Natural language region descriptions:
★ ★ ★

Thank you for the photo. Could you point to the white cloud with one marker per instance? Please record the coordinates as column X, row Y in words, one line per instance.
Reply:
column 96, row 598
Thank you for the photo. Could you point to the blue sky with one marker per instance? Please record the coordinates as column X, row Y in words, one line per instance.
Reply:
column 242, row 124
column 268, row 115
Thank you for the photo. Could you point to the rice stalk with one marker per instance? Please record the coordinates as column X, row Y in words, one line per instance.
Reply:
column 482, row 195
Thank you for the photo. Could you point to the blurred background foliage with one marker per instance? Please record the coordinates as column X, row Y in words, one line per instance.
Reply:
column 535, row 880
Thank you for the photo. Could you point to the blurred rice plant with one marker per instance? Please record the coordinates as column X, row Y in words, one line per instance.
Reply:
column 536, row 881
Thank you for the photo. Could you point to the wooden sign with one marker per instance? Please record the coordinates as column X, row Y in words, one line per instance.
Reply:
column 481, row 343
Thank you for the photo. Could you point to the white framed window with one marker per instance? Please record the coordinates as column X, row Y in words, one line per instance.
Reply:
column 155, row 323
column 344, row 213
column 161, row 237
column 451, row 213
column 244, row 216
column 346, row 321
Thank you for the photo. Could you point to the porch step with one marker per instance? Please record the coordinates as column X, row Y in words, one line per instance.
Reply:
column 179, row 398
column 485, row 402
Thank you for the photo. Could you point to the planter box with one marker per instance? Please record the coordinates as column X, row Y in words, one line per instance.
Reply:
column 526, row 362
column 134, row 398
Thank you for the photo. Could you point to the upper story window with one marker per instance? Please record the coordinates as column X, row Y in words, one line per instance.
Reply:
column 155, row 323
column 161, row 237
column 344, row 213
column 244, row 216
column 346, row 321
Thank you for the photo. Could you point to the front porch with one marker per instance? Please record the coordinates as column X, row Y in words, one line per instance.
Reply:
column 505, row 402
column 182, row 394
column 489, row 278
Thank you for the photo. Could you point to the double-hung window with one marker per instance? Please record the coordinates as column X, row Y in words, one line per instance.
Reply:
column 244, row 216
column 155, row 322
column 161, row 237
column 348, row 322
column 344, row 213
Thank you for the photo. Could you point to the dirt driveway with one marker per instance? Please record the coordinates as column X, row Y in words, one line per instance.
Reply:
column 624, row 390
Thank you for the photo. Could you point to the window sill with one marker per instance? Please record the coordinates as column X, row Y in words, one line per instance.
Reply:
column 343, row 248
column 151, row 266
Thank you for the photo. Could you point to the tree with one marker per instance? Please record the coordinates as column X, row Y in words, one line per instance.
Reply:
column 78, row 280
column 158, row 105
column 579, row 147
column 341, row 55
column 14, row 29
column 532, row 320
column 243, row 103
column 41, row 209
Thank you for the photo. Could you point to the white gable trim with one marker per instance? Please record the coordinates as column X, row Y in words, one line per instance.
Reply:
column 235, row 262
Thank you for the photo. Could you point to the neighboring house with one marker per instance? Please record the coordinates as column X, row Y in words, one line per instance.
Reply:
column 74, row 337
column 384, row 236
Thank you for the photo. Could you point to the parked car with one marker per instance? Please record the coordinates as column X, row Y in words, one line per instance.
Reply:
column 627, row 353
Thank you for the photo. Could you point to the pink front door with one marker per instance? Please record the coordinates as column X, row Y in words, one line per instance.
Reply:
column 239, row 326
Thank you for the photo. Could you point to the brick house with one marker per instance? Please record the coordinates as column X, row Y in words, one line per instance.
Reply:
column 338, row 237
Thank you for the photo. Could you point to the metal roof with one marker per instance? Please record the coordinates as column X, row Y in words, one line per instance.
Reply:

★ ★ ★

Exercise prompt: Find the lines above that contain "blurred" and give their count, with nothing added.

Solution to the problem: 2